### The exercise
Reproduce word for word the lines of data below, from the line with "Bonus question: Precisely where does the metal" up to and including the line with "[232,2,278,34]".

### Input material
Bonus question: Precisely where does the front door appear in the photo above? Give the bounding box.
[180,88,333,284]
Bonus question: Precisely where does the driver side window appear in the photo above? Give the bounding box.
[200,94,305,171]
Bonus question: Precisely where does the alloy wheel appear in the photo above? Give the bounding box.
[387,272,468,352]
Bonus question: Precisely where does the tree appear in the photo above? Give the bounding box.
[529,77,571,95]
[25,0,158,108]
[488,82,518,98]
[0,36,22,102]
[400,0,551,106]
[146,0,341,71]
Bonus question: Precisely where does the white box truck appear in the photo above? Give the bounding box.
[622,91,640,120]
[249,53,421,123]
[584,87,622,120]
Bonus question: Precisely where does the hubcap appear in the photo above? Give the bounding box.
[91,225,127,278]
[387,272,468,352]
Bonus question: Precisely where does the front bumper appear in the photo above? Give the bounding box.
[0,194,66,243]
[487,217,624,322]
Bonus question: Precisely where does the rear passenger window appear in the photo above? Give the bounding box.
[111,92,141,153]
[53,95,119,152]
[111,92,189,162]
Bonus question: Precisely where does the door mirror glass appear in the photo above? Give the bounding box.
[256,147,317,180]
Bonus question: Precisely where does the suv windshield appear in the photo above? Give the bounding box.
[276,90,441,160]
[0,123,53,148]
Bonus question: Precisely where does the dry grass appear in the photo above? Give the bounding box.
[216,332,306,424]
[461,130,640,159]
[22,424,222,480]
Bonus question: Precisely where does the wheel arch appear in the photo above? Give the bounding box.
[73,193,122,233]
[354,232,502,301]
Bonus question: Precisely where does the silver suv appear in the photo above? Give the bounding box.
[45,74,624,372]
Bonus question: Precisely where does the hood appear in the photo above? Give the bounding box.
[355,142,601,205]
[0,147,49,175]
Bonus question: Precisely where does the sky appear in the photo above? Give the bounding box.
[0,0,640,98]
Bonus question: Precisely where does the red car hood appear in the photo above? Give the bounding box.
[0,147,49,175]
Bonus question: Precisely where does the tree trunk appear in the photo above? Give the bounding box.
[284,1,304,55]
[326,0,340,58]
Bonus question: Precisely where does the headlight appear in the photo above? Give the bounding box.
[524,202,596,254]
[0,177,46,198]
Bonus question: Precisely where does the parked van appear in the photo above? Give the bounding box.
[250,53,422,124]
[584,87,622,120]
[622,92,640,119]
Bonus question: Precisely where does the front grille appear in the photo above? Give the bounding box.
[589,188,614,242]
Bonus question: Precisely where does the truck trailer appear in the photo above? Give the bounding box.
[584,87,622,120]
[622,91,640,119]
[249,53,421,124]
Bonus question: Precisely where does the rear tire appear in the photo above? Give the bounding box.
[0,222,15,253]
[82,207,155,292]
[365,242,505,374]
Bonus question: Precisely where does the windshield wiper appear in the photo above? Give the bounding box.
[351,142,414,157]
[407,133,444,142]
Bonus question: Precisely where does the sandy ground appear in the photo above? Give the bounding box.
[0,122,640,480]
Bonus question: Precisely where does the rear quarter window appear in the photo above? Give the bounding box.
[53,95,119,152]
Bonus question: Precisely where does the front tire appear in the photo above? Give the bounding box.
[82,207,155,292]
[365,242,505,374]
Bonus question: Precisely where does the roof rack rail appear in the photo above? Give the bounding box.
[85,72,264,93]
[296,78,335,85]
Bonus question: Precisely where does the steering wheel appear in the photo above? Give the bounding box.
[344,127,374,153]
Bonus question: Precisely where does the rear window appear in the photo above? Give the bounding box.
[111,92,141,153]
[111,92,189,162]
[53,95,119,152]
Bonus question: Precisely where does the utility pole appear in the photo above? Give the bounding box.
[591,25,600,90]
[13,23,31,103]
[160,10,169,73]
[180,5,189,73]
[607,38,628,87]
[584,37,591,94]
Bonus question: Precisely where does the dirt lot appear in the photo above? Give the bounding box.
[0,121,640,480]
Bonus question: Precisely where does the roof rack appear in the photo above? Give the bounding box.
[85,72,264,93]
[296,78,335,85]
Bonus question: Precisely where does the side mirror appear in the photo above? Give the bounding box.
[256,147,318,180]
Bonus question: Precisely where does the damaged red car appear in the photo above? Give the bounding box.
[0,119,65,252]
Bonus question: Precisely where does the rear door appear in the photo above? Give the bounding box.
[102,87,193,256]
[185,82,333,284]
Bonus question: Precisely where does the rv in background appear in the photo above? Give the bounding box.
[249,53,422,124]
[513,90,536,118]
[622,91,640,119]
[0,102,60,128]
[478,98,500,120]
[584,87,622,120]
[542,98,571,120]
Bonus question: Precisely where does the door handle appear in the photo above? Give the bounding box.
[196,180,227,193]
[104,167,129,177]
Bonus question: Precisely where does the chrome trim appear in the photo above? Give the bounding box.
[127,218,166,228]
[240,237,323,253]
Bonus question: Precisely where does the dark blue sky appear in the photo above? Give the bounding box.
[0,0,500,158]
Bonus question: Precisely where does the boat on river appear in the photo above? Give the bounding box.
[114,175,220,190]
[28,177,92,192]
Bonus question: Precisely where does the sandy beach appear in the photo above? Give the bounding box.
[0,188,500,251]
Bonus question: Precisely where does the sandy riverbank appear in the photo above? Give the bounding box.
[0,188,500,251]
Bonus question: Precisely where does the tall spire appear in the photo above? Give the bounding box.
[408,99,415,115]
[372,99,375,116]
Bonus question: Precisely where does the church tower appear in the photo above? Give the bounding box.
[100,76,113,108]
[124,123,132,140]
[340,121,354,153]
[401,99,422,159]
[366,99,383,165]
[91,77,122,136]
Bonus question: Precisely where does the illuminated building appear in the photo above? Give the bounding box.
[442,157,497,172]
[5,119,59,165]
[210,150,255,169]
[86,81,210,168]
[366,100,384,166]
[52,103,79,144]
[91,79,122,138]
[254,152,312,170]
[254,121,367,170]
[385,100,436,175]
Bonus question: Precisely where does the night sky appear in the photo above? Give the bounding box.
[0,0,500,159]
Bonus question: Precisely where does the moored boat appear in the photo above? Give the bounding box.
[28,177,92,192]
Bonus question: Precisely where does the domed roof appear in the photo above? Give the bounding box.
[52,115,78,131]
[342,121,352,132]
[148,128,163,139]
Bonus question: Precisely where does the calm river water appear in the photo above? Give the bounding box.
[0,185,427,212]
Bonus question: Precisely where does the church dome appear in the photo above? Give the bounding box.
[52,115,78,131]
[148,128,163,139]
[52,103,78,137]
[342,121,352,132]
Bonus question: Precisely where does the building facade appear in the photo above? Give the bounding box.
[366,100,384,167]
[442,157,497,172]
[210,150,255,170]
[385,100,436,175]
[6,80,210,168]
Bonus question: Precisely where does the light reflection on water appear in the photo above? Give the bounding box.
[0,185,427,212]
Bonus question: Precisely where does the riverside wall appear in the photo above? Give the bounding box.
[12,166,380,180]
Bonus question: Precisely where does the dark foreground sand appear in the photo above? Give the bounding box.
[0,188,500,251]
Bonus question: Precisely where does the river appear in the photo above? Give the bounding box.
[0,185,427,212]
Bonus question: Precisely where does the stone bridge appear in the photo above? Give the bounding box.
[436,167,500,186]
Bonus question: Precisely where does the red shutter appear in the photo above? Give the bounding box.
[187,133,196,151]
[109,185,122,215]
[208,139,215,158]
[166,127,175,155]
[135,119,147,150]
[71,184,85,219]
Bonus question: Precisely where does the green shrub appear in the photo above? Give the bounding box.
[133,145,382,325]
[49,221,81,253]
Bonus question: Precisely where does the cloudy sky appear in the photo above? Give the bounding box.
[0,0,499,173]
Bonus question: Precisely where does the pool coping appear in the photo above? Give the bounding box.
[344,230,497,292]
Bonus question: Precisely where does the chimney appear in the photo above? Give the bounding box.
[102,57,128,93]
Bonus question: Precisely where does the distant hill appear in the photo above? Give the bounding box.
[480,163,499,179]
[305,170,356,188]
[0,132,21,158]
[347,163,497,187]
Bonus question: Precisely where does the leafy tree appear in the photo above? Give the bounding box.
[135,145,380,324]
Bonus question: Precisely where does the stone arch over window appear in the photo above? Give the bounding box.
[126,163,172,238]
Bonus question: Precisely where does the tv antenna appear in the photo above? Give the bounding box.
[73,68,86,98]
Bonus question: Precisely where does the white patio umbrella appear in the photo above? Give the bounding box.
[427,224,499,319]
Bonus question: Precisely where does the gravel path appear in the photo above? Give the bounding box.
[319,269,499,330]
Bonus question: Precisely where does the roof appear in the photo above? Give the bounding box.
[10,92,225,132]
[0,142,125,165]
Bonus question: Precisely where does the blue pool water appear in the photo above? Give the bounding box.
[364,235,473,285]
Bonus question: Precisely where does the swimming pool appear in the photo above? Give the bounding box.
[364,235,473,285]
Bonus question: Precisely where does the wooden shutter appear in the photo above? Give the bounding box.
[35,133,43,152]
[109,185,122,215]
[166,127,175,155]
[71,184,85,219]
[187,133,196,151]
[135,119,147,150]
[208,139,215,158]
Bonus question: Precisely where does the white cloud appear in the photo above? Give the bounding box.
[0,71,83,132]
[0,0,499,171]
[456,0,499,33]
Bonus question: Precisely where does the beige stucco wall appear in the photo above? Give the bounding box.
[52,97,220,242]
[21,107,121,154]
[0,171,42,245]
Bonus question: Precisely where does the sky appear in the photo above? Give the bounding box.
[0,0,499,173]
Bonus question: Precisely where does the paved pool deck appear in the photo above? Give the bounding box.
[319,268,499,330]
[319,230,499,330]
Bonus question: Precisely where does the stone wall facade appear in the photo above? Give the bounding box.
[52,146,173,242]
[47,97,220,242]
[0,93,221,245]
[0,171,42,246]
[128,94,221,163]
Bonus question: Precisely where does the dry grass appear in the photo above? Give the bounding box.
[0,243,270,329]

* * *

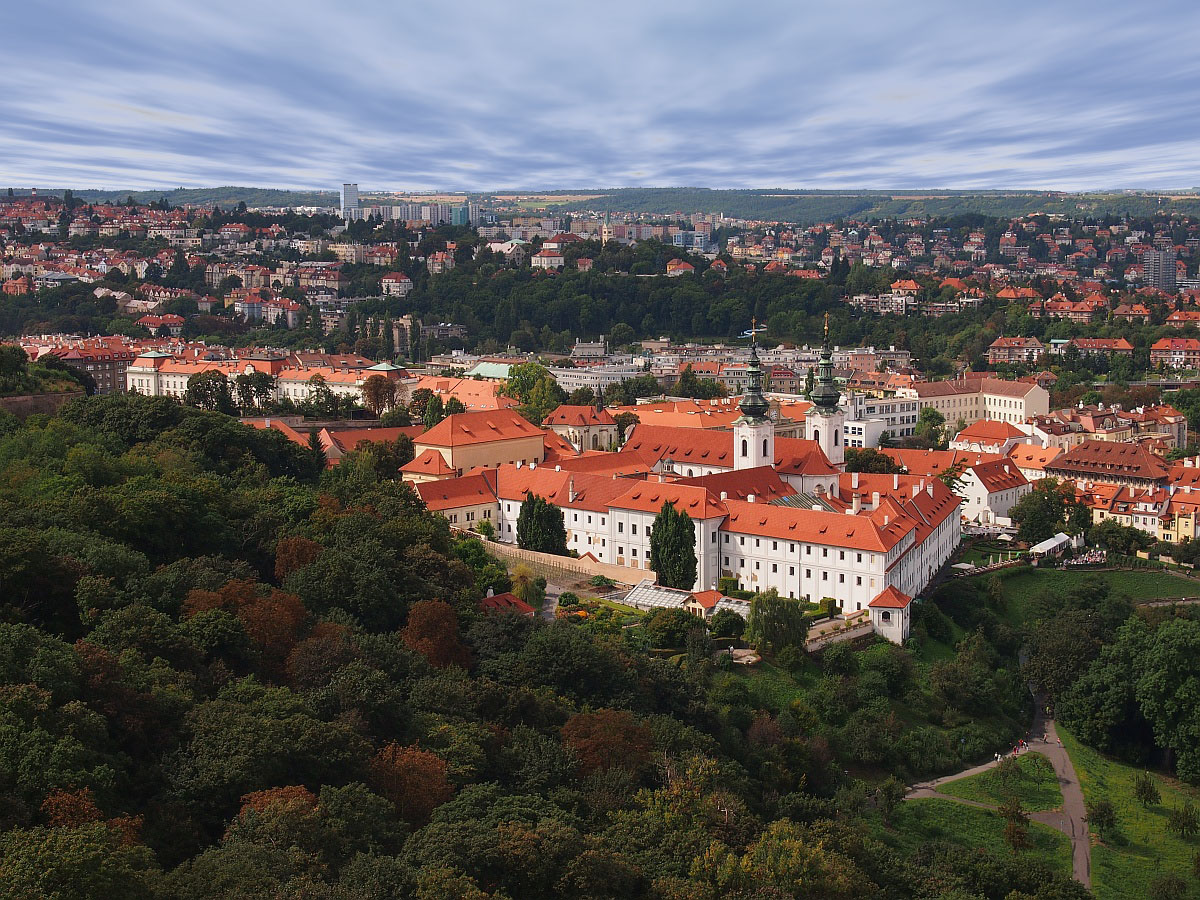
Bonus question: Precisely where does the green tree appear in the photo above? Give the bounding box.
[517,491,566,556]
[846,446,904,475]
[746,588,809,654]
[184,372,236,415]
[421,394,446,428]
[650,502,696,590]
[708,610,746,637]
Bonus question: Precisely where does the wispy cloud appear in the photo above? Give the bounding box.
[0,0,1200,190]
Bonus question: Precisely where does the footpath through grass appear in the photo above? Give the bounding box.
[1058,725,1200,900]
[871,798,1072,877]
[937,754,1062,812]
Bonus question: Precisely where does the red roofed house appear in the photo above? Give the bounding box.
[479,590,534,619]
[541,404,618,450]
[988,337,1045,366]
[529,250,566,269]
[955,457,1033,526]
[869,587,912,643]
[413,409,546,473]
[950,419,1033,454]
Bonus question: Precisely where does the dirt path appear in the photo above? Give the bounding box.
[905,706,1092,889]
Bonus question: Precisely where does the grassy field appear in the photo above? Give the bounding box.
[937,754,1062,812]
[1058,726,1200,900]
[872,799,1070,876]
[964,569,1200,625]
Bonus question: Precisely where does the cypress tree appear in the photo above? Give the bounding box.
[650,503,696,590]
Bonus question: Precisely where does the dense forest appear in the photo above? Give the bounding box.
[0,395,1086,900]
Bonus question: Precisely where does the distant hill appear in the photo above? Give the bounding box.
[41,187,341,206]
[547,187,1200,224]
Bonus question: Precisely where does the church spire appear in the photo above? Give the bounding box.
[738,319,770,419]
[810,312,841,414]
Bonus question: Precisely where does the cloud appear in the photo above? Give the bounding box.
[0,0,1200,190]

---

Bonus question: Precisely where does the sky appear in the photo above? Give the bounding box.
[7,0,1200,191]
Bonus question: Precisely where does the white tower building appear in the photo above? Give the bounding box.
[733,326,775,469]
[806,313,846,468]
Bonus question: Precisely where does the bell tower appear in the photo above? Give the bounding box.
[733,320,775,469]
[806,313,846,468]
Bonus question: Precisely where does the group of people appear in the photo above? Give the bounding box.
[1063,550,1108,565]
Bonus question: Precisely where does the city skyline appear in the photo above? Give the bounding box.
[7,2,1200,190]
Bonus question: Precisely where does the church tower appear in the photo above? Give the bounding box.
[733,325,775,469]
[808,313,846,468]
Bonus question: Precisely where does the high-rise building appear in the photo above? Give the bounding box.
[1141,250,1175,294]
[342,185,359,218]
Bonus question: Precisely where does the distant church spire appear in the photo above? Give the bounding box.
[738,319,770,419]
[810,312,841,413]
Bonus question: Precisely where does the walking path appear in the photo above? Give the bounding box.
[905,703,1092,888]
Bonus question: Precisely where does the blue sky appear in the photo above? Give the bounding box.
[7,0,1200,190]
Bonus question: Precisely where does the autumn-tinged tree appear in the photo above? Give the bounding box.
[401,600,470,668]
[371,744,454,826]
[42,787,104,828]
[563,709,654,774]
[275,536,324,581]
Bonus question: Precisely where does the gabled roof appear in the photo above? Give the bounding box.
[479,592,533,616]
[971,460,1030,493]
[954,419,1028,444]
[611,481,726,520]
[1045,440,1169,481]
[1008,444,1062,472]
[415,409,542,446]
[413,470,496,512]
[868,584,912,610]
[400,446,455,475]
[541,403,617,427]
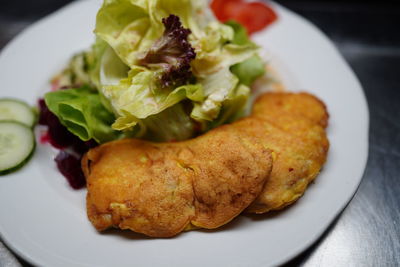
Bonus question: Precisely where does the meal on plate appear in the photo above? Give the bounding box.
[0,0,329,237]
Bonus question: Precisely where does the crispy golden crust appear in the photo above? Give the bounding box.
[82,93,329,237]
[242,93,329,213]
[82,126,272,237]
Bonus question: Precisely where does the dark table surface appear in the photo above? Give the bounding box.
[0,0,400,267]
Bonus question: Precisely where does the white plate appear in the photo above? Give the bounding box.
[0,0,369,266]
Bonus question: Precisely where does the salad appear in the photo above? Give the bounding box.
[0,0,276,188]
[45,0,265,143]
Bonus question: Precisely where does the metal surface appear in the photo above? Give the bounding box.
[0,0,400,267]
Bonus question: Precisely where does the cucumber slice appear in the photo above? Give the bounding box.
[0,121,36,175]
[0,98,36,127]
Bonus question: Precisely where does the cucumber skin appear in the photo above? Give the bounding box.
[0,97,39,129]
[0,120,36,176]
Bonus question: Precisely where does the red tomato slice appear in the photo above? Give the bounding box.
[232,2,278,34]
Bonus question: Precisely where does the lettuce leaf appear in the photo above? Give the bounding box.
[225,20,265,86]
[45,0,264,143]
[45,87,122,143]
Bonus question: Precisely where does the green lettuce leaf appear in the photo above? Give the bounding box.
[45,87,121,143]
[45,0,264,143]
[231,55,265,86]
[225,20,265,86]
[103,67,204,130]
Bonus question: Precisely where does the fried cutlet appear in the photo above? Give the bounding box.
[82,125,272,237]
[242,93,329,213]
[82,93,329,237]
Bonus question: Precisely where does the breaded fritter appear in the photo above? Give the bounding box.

### Result for this task
Bonus question: Precisely where does the metal surface appear in the photo above? Give the bounding box.
[0,0,400,267]
Bonus question: Precisely where does the cucumber slice appear in the photo above? Give the bounding box.
[0,121,36,175]
[0,98,36,127]
Bonus question: Precisely where does the cucumber skin appear in the photo above? Give the bounding box.
[0,97,39,129]
[0,120,36,176]
Bonus question: Precisely where does the red tomato slice appear in the photo above? Give the bounding box.
[232,2,278,34]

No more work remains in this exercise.